Design of low-power and energy-efficient analog, digital, RF, and power management integrated circuits for biomedical electronics, ubiquitous sensing, and short-range wireless applications.
Advances in sensor technologies are creating a paradigm shift in the way humans interact with their environments. For example, the Nintendo Wii-mote and Apple iPhone have revolutionized gaming and mobile device interfaces through ingenious use of accelerometer and capacitive touch sensors. As such sensing devices become smaller and more integrated with computational engines, radical new applications in areas such as personal biomedicine and ubiquitous computing can emerge. For instance, it may be possible to one day wear a full Body-Sensing Network that monitors respiration, heart rate, blood sugar levels, sleep patterns, and many other physiologic data using unobtrusive and minimally-invasive electronics. Such sensors could autonomously communicate with ubiquitous wireless networks embedded in building walls, vehicles, and sidewalks, for eventual transmission to the internet or private computational facilities. The sensed information can then be processed using data mining and machine learning algorithms to diagnose, monitor, and treat health-related conditions for humans, buildings, or industrial facilities.

Dataset entries
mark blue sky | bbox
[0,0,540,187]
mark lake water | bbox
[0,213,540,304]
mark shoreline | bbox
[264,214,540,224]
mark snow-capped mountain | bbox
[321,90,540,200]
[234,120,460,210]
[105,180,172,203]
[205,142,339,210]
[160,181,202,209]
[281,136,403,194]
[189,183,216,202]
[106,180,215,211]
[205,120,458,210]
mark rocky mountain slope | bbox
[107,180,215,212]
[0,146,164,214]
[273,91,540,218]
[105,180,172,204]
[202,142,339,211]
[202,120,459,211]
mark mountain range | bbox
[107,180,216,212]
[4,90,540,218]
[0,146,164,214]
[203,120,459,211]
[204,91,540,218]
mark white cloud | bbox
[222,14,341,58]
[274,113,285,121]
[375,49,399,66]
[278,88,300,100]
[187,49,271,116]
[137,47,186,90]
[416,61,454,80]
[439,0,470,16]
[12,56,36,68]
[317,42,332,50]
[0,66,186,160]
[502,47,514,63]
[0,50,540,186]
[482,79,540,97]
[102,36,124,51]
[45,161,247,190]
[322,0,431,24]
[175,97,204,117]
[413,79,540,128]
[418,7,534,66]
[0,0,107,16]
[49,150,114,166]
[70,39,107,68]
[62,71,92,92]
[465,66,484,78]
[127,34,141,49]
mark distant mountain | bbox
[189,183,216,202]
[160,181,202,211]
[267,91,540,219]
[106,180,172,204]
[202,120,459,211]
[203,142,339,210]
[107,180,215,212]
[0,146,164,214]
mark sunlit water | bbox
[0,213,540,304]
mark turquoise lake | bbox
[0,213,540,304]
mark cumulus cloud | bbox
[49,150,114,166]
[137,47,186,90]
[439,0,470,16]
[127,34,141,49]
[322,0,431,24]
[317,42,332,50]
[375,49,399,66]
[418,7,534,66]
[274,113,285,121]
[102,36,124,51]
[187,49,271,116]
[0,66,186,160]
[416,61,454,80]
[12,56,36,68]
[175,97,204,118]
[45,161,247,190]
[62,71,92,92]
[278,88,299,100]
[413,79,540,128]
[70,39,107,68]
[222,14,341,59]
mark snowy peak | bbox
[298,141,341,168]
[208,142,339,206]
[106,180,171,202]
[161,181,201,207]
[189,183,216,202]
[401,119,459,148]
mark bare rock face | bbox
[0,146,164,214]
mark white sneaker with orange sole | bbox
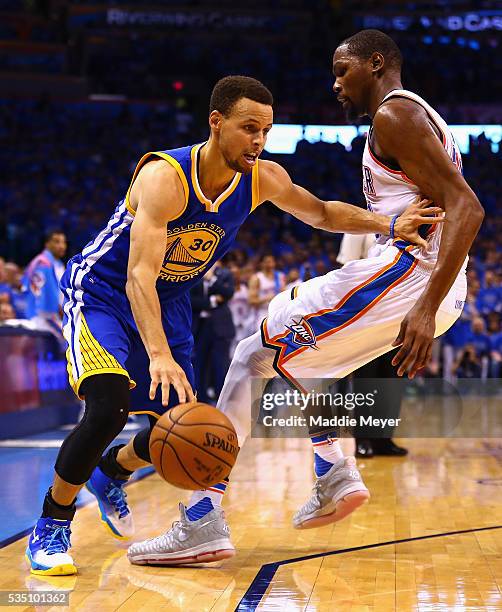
[293,457,370,529]
[127,504,235,565]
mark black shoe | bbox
[372,438,408,457]
[356,438,373,459]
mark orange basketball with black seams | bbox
[150,402,239,490]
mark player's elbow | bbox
[472,197,485,227]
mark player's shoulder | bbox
[133,158,184,201]
[373,98,427,137]
[138,157,177,182]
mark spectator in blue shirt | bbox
[23,230,67,335]
[490,332,502,378]
[0,257,12,306]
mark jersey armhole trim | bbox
[125,151,189,222]
[250,159,260,212]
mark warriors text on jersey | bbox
[61,144,258,416]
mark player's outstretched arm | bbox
[126,160,195,406]
[259,161,442,246]
[373,100,484,378]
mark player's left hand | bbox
[394,196,445,249]
[392,303,436,379]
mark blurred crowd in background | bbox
[0,0,502,393]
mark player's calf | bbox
[86,446,134,540]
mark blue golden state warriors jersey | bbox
[63,143,258,305]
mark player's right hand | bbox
[394,196,445,249]
[149,353,196,406]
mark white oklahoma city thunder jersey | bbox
[363,89,462,264]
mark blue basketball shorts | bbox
[61,273,195,417]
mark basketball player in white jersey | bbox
[249,254,285,332]
[128,30,484,563]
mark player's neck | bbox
[198,139,235,201]
[368,76,403,119]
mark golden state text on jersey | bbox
[63,143,258,303]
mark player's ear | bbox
[209,110,223,132]
[371,51,385,73]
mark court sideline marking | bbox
[235,525,502,612]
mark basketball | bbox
[150,403,239,490]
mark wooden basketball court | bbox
[0,439,502,612]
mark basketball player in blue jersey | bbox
[128,30,484,563]
[26,76,440,575]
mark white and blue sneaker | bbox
[26,517,77,576]
[85,467,134,540]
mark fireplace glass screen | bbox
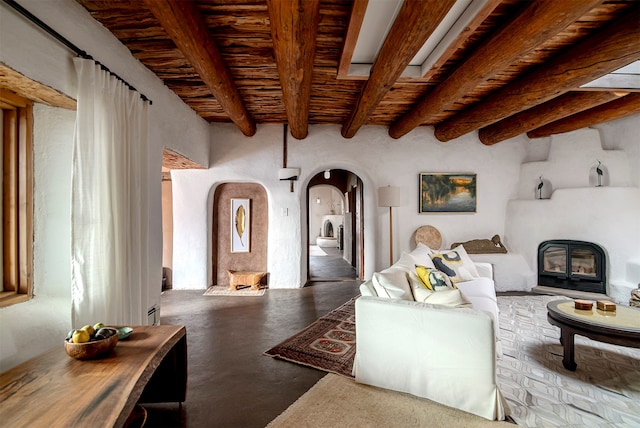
[543,247,567,273]
[571,248,598,277]
[538,239,607,294]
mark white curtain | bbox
[71,58,149,328]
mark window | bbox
[0,89,33,306]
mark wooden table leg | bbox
[560,327,578,372]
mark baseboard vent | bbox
[147,305,160,325]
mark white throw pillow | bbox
[391,251,416,272]
[431,245,480,282]
[409,243,435,269]
[416,289,472,308]
[372,269,413,300]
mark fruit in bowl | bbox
[64,326,118,360]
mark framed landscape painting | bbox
[418,172,476,214]
[231,199,251,253]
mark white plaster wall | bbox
[0,0,210,370]
[0,104,75,372]
[309,185,344,245]
[505,123,640,301]
[172,124,526,289]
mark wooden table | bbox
[0,325,187,428]
[547,300,640,371]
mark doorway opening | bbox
[307,169,364,282]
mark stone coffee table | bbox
[547,300,640,371]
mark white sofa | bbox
[353,245,507,420]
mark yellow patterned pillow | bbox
[416,265,455,291]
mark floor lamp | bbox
[378,186,400,266]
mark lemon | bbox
[71,329,91,343]
[93,322,104,332]
[80,324,96,337]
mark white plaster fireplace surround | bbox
[505,125,640,303]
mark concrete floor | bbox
[144,280,361,428]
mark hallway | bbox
[309,245,356,282]
[144,280,360,428]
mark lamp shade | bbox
[378,186,400,207]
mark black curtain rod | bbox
[3,0,153,104]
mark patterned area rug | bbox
[265,295,640,427]
[265,298,356,377]
[203,285,267,297]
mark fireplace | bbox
[538,239,607,294]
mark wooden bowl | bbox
[64,328,118,360]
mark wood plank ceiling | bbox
[78,0,640,145]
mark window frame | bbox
[0,88,33,307]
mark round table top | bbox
[415,226,442,250]
[547,300,640,334]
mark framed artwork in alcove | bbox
[418,172,477,214]
[231,198,251,253]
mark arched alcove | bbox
[211,183,269,285]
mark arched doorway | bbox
[307,169,364,282]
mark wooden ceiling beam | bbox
[478,91,620,146]
[338,0,369,79]
[435,2,640,141]
[422,0,503,80]
[527,92,640,138]
[144,0,256,137]
[267,0,320,140]
[342,0,454,138]
[389,0,602,138]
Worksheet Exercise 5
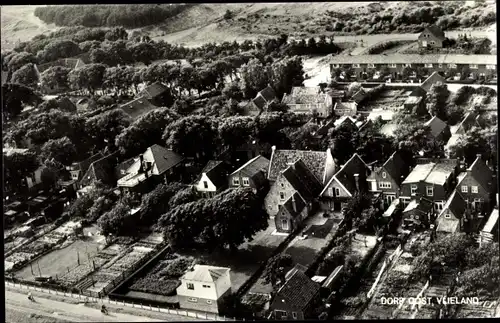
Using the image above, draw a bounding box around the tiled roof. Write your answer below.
[424,116,448,137]
[283,159,321,202]
[330,54,497,66]
[120,97,158,120]
[268,149,327,183]
[231,155,269,178]
[200,160,227,188]
[439,191,467,219]
[279,192,306,217]
[181,265,231,283]
[271,270,320,310]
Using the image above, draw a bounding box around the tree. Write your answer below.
[40,137,77,166]
[40,66,71,89]
[262,253,293,287]
[12,63,39,88]
[162,115,217,162]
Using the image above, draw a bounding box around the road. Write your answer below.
[5,289,171,323]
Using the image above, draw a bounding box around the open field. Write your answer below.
[15,240,100,280]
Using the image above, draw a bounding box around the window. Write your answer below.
[378,182,391,188]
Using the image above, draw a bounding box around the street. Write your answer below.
[5,289,174,323]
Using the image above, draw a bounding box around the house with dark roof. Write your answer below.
[117,145,184,193]
[267,146,335,184]
[400,159,459,212]
[77,152,118,196]
[320,154,371,212]
[137,82,170,107]
[424,116,451,142]
[177,265,232,314]
[418,25,446,48]
[194,160,228,197]
[456,155,496,216]
[269,270,321,320]
[228,155,269,193]
[243,85,278,116]
[281,86,333,118]
[402,197,434,229]
[367,152,410,207]
[120,96,158,121]
[264,159,321,223]
[333,101,358,117]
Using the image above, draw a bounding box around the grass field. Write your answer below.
[15,240,99,280]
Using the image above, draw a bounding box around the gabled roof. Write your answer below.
[231,155,269,178]
[198,160,227,188]
[271,270,320,309]
[420,72,446,92]
[424,116,448,137]
[282,159,321,202]
[422,25,446,40]
[181,265,231,283]
[279,192,306,217]
[120,96,158,120]
[139,82,168,99]
[267,149,327,183]
[439,191,467,219]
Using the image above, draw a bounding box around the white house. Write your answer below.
[177,265,231,313]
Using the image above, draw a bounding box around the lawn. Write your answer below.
[15,240,99,280]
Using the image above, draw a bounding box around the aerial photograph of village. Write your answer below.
[0,0,500,323]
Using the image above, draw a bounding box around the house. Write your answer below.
[418,25,446,48]
[402,197,434,229]
[120,96,158,121]
[177,265,231,314]
[117,145,184,193]
[436,192,467,233]
[320,154,370,212]
[478,208,498,246]
[424,116,451,142]
[264,159,321,221]
[330,54,497,81]
[76,152,118,196]
[367,152,410,206]
[281,86,333,118]
[269,264,321,320]
[137,82,170,107]
[351,88,367,104]
[400,159,459,212]
[243,85,278,116]
[194,160,227,197]
[228,155,269,193]
[267,146,335,185]
[333,102,358,117]
[456,155,496,215]
[420,72,446,93]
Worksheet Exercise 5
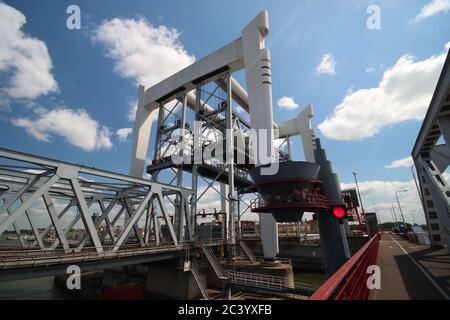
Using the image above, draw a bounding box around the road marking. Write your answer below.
[389,235,450,300]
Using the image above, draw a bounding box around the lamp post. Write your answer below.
[409,209,416,225]
[411,165,423,206]
[395,189,408,230]
[392,203,400,230]
[353,171,370,238]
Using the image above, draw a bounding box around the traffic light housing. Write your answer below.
[331,206,347,219]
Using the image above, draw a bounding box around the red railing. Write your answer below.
[309,233,380,300]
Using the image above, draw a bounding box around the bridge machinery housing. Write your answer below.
[130,12,348,273]
[0,12,349,299]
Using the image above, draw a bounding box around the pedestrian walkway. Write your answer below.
[370,234,450,300]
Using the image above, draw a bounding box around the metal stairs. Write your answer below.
[190,261,209,300]
[202,246,228,280]
[239,240,258,263]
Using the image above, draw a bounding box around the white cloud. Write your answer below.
[341,179,426,224]
[384,157,414,169]
[414,0,450,21]
[116,128,133,142]
[318,43,446,140]
[11,108,112,151]
[0,2,58,99]
[316,54,336,75]
[93,18,195,86]
[277,97,298,110]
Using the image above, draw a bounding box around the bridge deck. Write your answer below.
[370,234,450,300]
[0,239,224,281]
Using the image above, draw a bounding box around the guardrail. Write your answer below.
[309,233,380,300]
[0,239,224,269]
[250,193,328,212]
[226,270,293,290]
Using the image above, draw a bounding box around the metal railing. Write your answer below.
[190,261,209,300]
[310,233,380,300]
[227,271,293,291]
[239,240,257,263]
[202,246,227,279]
[0,239,224,269]
[250,193,328,212]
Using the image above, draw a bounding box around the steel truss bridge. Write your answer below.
[0,149,218,279]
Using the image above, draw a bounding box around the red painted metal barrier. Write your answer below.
[309,233,380,300]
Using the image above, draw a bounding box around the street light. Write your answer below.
[409,209,416,225]
[353,171,370,238]
[395,189,408,230]
[392,202,400,230]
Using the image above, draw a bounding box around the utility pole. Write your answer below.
[395,190,408,231]
[353,171,370,238]
[392,203,400,230]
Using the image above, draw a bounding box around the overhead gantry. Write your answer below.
[412,49,450,251]
[130,12,345,270]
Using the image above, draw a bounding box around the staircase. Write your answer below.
[202,246,228,280]
[239,240,258,263]
[191,261,209,300]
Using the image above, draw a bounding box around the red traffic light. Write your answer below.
[333,207,347,219]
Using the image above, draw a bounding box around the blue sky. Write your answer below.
[0,0,450,222]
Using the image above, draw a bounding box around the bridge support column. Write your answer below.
[314,139,350,275]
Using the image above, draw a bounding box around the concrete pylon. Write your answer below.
[314,139,350,275]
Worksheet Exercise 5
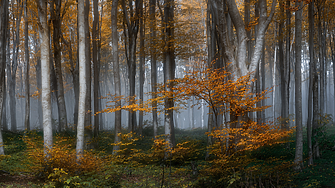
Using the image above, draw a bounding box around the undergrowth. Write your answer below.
[0,124,335,187]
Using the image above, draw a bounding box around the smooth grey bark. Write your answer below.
[111,0,122,153]
[7,0,23,132]
[261,39,266,123]
[138,0,145,135]
[76,1,87,161]
[244,0,252,64]
[278,2,290,129]
[312,35,320,158]
[62,29,79,130]
[122,0,141,132]
[307,1,314,165]
[24,0,30,131]
[329,32,335,125]
[51,0,67,131]
[225,0,277,79]
[38,0,52,158]
[0,0,9,155]
[294,2,303,170]
[84,0,93,149]
[33,32,43,130]
[164,0,176,146]
[255,65,262,125]
[149,0,158,137]
[92,0,100,138]
[317,1,325,118]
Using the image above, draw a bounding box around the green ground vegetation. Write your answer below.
[0,116,335,188]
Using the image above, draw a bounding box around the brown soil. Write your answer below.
[0,173,40,187]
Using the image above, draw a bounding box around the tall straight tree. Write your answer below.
[294,1,303,170]
[307,1,314,165]
[278,1,290,129]
[138,0,145,135]
[316,1,325,118]
[111,0,122,152]
[7,0,23,131]
[92,0,100,137]
[23,0,30,131]
[51,0,67,131]
[149,0,158,136]
[164,0,176,146]
[83,0,93,144]
[0,0,8,155]
[223,0,277,79]
[122,0,141,132]
[38,0,52,156]
[76,1,87,160]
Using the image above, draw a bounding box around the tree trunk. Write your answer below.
[317,4,325,118]
[122,0,142,132]
[38,0,52,158]
[7,0,22,132]
[113,0,122,153]
[149,0,158,136]
[92,0,100,138]
[164,0,175,146]
[76,1,87,162]
[138,0,145,135]
[24,0,30,131]
[0,0,9,155]
[278,2,290,129]
[307,1,314,166]
[294,2,303,170]
[51,0,67,131]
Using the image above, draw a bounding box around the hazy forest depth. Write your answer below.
[0,0,335,188]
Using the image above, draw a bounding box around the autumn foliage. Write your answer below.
[24,132,102,178]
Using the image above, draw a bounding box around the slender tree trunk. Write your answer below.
[0,0,8,155]
[122,0,141,132]
[149,0,158,136]
[38,0,52,158]
[113,0,122,152]
[92,0,100,138]
[294,2,303,170]
[52,0,67,131]
[84,0,93,149]
[278,2,290,129]
[261,39,266,123]
[33,33,43,130]
[7,0,23,132]
[24,0,30,131]
[138,0,145,135]
[164,0,175,146]
[307,1,314,165]
[317,4,325,118]
[76,1,87,162]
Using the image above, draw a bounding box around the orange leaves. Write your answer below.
[153,62,269,119]
[24,133,102,175]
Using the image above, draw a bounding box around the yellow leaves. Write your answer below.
[24,133,102,175]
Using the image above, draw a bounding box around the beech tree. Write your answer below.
[0,0,8,155]
[76,1,86,160]
[111,0,122,152]
[122,0,142,132]
[50,0,67,131]
[294,1,303,170]
[38,0,52,156]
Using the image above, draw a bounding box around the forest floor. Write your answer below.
[0,120,335,188]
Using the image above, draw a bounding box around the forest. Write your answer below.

» Required tasks
A: Answer from the research overview:
(i) According to its opening line, which three application areas are the circuits designed for?
(ii) Which two products are cited as having revolutionized gaming and mobile device interfaces?
(iii) In what three places could the wireless networks be embedded?
B: Translate this sentence from the research overview into Spanish: "Advances in sensor technologies are creating a paradigm shift in the way humans interact with their environments."
C: Revise the stretch of the research overview from "Design of low-power" through "short-range wireless applications.", replacing "short-range" with "long-range".

» Solutions
A:
(i) Biomedical electronics, ubiquitous sensing, and short-range wireless applications.
(ii) The Nintendo Wii-mote and the Apple iPhone.
(iii) Building walls, vehicles, and sidewalks.

B: Los avances en las tecnologías de sensores están creando un cambio de paradigma en la forma en que los seres humanos interactúan con sus entornos.

C:
Design of low-power and energy-efficient analog, digital, RF, and power management integrated circuits for biomedical electronics, ubiquitous sensing, and long-range wireless applications.